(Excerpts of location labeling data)

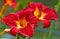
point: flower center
(21, 23)
(9, 2)
(38, 14)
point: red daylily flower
(10, 3)
(43, 13)
(19, 25)
(28, 14)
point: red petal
(11, 3)
(27, 31)
(9, 22)
(46, 23)
(51, 14)
(11, 16)
(14, 31)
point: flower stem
(57, 6)
(44, 37)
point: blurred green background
(48, 33)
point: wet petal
(51, 14)
(9, 22)
(14, 31)
(27, 31)
(46, 23)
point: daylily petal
(9, 22)
(27, 31)
(10, 3)
(14, 31)
(11, 16)
(51, 14)
(46, 23)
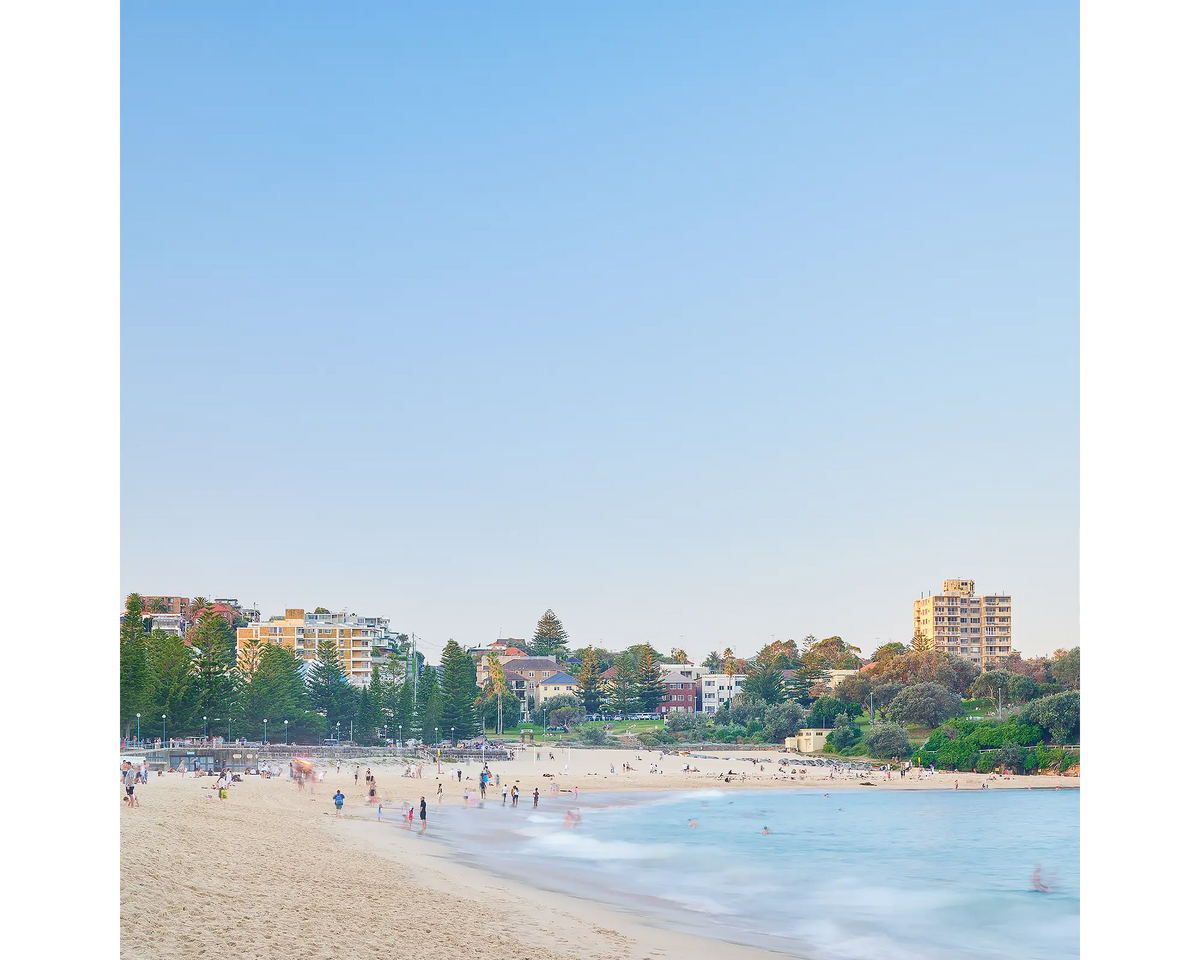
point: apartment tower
(975, 628)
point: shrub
(887, 741)
(781, 720)
(927, 703)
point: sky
(701, 324)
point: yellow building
(975, 628)
(807, 741)
(301, 633)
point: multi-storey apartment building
(718, 688)
(299, 631)
(976, 628)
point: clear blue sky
(697, 323)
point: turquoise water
(856, 875)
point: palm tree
(730, 671)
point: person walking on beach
(127, 781)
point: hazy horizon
(700, 325)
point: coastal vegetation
(906, 700)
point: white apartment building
(975, 628)
(718, 688)
(355, 637)
(689, 671)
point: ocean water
(857, 875)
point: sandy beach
(273, 873)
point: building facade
(354, 636)
(718, 688)
(975, 628)
(679, 695)
(808, 741)
(557, 685)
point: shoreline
(273, 871)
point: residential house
(679, 695)
(808, 741)
(718, 688)
(354, 636)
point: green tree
(329, 690)
(825, 711)
(459, 693)
(991, 682)
(887, 741)
(550, 639)
(623, 689)
(1011, 755)
(510, 709)
(832, 653)
(1060, 715)
(429, 707)
(781, 720)
(280, 684)
(649, 685)
(765, 679)
(370, 717)
(588, 675)
(927, 703)
(856, 688)
(798, 683)
(844, 733)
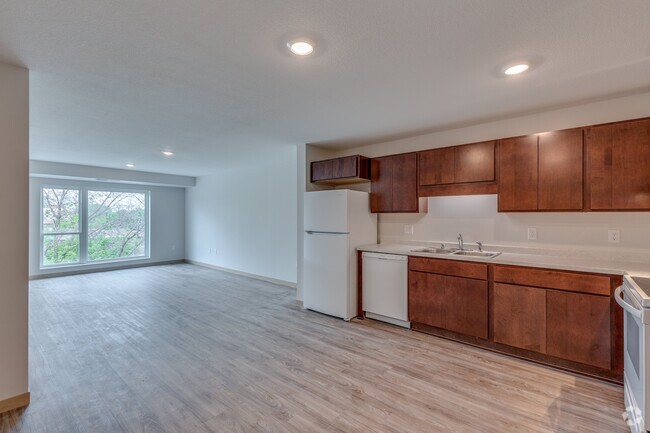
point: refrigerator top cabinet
(336, 223)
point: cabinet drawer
(559, 280)
(449, 267)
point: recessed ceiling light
(516, 69)
(301, 47)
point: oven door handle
(625, 305)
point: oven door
(635, 364)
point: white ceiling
(119, 81)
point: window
(116, 225)
(60, 226)
(80, 226)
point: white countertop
(580, 264)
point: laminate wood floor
(182, 348)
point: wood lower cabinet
(520, 316)
(572, 316)
(441, 295)
(452, 303)
(618, 157)
(344, 170)
(394, 184)
(560, 318)
(579, 328)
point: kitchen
(475, 249)
(466, 270)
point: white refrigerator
(336, 223)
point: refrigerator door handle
(313, 232)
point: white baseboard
(103, 269)
(243, 274)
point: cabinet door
(519, 314)
(518, 174)
(381, 186)
(405, 188)
(474, 162)
(437, 166)
(618, 157)
(578, 327)
(321, 170)
(426, 299)
(560, 170)
(345, 167)
(452, 303)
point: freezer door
(326, 211)
(325, 274)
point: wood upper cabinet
(474, 162)
(618, 157)
(542, 172)
(518, 174)
(394, 183)
(560, 170)
(347, 169)
(437, 166)
(457, 170)
(579, 328)
(519, 315)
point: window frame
(43, 234)
(83, 226)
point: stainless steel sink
(484, 254)
(433, 250)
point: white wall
(476, 216)
(14, 175)
(244, 217)
(611, 110)
(167, 224)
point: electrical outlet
(613, 236)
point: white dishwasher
(385, 288)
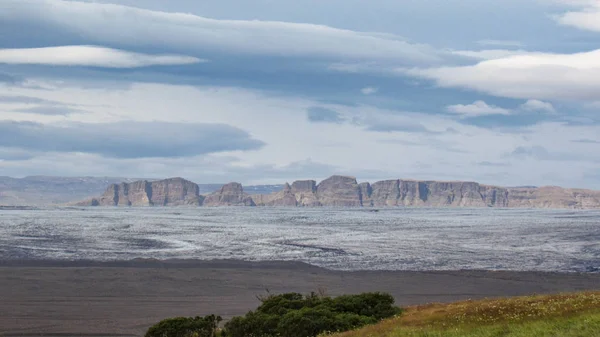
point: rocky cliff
(168, 192)
(231, 194)
(343, 191)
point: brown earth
(125, 298)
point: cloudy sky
(501, 92)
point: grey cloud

• [Your goal]: Could you rewrite all the entries above with "cabinet" changed to "cupboard" everywhere it occurs, keeping everything else the same and leaving out the pictures?

• [Result]:
point: flower center
(21, 23)
(9, 2)
(38, 14)
point: red daylily flower
(10, 3)
(43, 13)
(19, 25)
(28, 14)
point: red petal
(11, 3)
(27, 31)
(9, 22)
(46, 23)
(51, 14)
(11, 16)
(14, 31)
point: flower stem
(57, 6)
(44, 37)
point: blurred green background
(48, 33)
point: wet petal
(51, 14)
(9, 22)
(14, 31)
(27, 31)
(46, 23)
point: daylily petal
(9, 22)
(27, 31)
(10, 3)
(14, 31)
(11, 16)
(51, 14)
(46, 23)
point: apartment tower
(975, 628)
point: shrub
(887, 741)
(781, 720)
(927, 703)
point: sky
(701, 324)
point: yellow building
(975, 628)
(807, 741)
(301, 633)
point: multi-storey apartment building
(718, 688)
(299, 631)
(976, 628)
point: clear blue sky
(697, 323)
point: turquoise water
(856, 875)
point: palm tree
(730, 671)
point: person walking on beach
(127, 781)
point: hazy horizon
(700, 325)
point: coastal vegetation
(906, 700)
point: white apartment building
(975, 628)
(718, 688)
(355, 637)
(689, 671)
point: ocean water
(857, 875)
point: sandy beach
(273, 873)
point: building facade
(354, 636)
(718, 688)
(975, 628)
(679, 695)
(808, 741)
(557, 685)
point: shoreline
(273, 871)
point: residential house
(679, 695)
(808, 741)
(718, 688)
(354, 636)
point: green tree
(329, 690)
(825, 711)
(459, 693)
(991, 682)
(887, 741)
(550, 639)
(623, 689)
(1011, 755)
(510, 709)
(832, 653)
(1060, 715)
(429, 707)
(781, 720)
(280, 684)
(649, 685)
(765, 679)
(370, 717)
(588, 675)
(927, 703)
(856, 688)
(798, 683)
(844, 733)
point: refrigerator top cupboard
(336, 223)
point: cupboard drawer
(559, 280)
(449, 267)
point: recessed ceiling light
(516, 69)
(301, 47)
point: oven door handle
(625, 305)
point: oven door
(635, 364)
point: white ceiling
(119, 81)
point: window
(116, 225)
(60, 226)
(80, 226)
point: white countertop
(580, 264)
point: laminate wood floor
(182, 348)
point: wood lower cupboard
(520, 316)
(572, 316)
(441, 295)
(452, 303)
(618, 157)
(344, 170)
(394, 184)
(560, 318)
(579, 328)
point: kitchen
(475, 249)
(466, 270)
point: white refrigerator
(336, 223)
point: refrigerator door handle
(313, 232)
point: white baseboard
(103, 269)
(243, 274)
point: cupboard door
(519, 314)
(518, 174)
(381, 186)
(405, 188)
(474, 162)
(437, 166)
(618, 157)
(578, 327)
(321, 170)
(426, 299)
(560, 170)
(345, 167)
(452, 303)
point: freezer door
(326, 211)
(325, 274)
point: wood upper cupboard
(474, 162)
(618, 157)
(542, 172)
(518, 174)
(394, 183)
(560, 170)
(347, 169)
(437, 166)
(457, 170)
(579, 328)
(519, 315)
point: window frame
(43, 234)
(83, 226)
point: stainless steel sink
(484, 254)
(433, 250)
point: white wall
(476, 216)
(14, 175)
(244, 217)
(611, 110)
(167, 224)
point: electrical outlet
(613, 236)
point: white dishwasher
(385, 288)
point: rocky cliff
(168, 192)
(231, 194)
(343, 191)
point: brown earth
(125, 298)
point: cloudy sky
(501, 92)
point: grey cloud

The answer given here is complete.